_Texto fornecido:_
════════════════
Início » O PRESIDENTE E O ABSORVENTE

O PRESIDENTE E O ABSORVENTE

  • por
Compartilhe esse post

Reprodução/Internet

O absorvente feminino serve para conter o sangue originário da menstruação, evitando que passe às roupas e mantenha a higienização da mulher.

O absorvente é algo absolutamente inerente à intimidade da mulher. Literalmente, é invasivo do ponto de vista material e incômodo no aspecto subjetivo. Já foi pior. Houve tempos em que a mulher sentia vergonha de chegar em uma farmácia e pedir um ‘modess’, sinônimo de absorvente por muito tempo. Adolescente então, mandava a mãe comprar.

Até já houve quem materializasse o ápice do desejo masculino quando disse que gostaria de ser “seu O.B.”, o absorvente em forma de canudo que é introduzido no ventre da mulher ‘naqueles dias’.

A menstruação também já foi algo desconfortável até para falar. Afinal, o que realmente significa um sangramento mensal sem ser associado à doença? A ignorância perdurou, a ponto de haver questionamento a respeito da hemorragia sadia que não produzia danos, exceto no humor das mulheres, a famosa TPM, que assusta muitos homens, ‘vítimas’ da oscilação da serotonina feminina.

Rita Lee ousou entoar em música, o compromisso mensal do ex-sexo frágil: “Mulher é bicho esquisito, todo mês sangra”, dizia a roqueira, na composição dela e do então marido, Roberto de Carvalho, lançada em 1982 sob o título “Cor de Rosa Choque”.

É o bicho esquisito que move o mundo, produz paz e guerra, alimenta amor e ódio, é proprietária de intuição ímpar e dona do amor incomparável quando mãe.

Pois bem, como se já não bastassem as crises sucessivas e diversas, protagonizadas pelo governo federal ou diretamente pelo som emitido da boca presidencial, Jair Messias Bolsonaro patrocina mais uma polêmica negativa para seu currículo, o veto ao projeto que estabelecia distribuição gratuita de absorventes femininos.

O clã presidencial, dotado de singular habilidade verbal, já sapecou a pérola: “Quer dizer que agora a mulher só menstrua se Bolsonaro deixar?”, questionou um dos numéricos filhos do capitão, em uma das inúmeras oportunidades de manter a boca fechada e os dedos longe do teclado.

O problema não é a menstruação feminina. Ela é natural e obedece a um ciclo único da mulher e ocorre sob a vontade do presidente ou não; com permissão da mulher ou não.

O problema é que o Brasil descobriu que há centenas de mulheres de todas as idades, que não têm dinheiro para comprar o absorvente. Ausência de recursos fruto da crise financeira que fez o cidadão trocar carne por osso.
════════════════
_Dados apresentados:_
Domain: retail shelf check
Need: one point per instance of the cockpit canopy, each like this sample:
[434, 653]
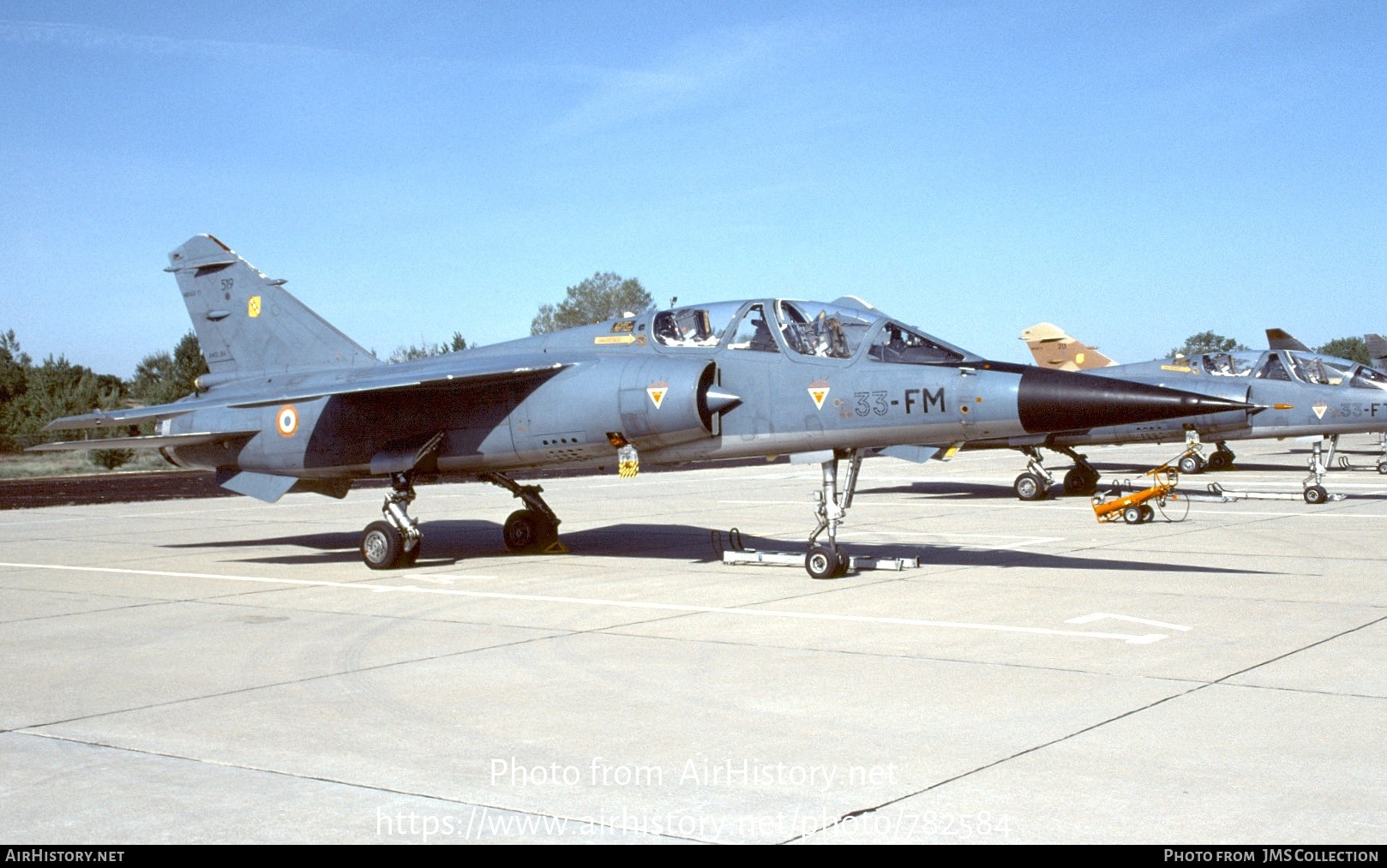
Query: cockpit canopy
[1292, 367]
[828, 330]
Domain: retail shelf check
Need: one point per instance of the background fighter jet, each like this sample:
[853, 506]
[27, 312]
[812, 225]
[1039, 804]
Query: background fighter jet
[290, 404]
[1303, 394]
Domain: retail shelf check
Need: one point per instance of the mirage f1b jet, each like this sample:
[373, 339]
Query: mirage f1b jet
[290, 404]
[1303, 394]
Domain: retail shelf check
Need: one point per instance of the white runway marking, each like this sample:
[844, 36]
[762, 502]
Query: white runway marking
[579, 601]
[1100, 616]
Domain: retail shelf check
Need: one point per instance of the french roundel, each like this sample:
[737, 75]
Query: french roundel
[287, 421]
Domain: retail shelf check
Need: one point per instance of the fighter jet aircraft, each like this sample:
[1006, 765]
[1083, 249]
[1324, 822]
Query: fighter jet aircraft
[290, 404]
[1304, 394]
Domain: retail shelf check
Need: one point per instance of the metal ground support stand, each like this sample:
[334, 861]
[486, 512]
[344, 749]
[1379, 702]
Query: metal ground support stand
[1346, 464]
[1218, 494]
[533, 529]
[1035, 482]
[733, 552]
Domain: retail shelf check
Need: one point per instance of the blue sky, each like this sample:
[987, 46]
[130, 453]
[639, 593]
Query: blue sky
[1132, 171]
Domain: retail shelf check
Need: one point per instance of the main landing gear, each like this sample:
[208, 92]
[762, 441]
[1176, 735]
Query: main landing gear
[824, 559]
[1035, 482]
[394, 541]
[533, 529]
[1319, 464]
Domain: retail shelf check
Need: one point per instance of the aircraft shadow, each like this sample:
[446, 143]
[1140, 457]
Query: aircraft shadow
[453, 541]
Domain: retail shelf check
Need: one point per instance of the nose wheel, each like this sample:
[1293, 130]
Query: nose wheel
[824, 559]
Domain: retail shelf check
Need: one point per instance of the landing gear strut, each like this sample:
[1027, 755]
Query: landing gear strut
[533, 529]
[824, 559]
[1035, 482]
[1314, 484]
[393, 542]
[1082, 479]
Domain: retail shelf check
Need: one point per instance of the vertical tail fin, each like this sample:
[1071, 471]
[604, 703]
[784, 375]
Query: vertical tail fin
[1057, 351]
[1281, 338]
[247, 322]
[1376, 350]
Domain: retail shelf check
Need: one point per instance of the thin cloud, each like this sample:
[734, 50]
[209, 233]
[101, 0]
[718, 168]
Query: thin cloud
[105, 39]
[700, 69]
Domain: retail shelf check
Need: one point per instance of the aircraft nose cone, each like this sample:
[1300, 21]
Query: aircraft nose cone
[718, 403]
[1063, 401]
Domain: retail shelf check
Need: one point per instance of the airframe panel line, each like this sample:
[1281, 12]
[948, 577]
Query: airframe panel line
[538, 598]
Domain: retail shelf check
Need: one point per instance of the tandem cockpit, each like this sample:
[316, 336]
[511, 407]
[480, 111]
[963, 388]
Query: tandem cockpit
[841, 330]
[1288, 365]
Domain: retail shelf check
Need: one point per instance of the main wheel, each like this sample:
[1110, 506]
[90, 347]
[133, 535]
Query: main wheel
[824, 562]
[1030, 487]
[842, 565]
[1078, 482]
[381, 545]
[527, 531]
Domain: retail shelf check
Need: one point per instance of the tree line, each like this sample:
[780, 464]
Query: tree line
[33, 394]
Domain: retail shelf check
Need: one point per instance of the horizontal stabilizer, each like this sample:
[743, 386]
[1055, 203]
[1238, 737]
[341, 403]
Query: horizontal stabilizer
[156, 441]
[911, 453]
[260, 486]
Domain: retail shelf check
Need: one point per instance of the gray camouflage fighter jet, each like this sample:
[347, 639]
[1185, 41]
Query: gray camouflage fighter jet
════════════════
_Lista de tarefas:_
[1] Reescreva de forma mais concisa o parágrafo do texto fornecido que começa com “O absorvente é algo absolutamente inerente”, mantendo seus fatos principais.
[2] Indique se cada afirmação abaixo está de acordo com o texto fornecido, respondendo sim ou não e citando literalmente o trecho decisivo: (a) A canção “Cor de Rosa Choque” foi lançada em 1982. (b) O projeto vetado previa a venda de absorventes a preço reduzido. (c) A menstruação ocorre somente com a permissão da mulher.
[3] Traduza para o inglês a seguinte frase do texto fornecido: “O problema é que o Brasil descobriu que há centenas de mulheres de todas as idades, que não têm dinheiro para comprar o absorvente.”
As linhas constituem material à parte, independente do texto fornecido.

_Respostas em ordem:_
[1] O absorvente é inerente à intimidade da mulher, invasivo materialmente e incômodo subjetivamente. Antes era pior: as mulheres tinham vergonha de pedir na farmácia um ‘modess’, por muito tempo sinônimo de absorvente, e as adolescentes mandavam a mãe comprá-lo.

[2]
(a) Sim: “lançada em 1982 sob o título “Cor de Rosa Choque””.
(b) Não: “o veto ao projeto que estabelecia distribuição gratuita de absorventes femininos”.
(c) Não: “ocorre sob a vontade do presidente ou não; com permissão da mulher ou não”.

[3] The problem is that Brazil discovered that there are hundreds of women of all ages who do not have money to buy sanitary pads.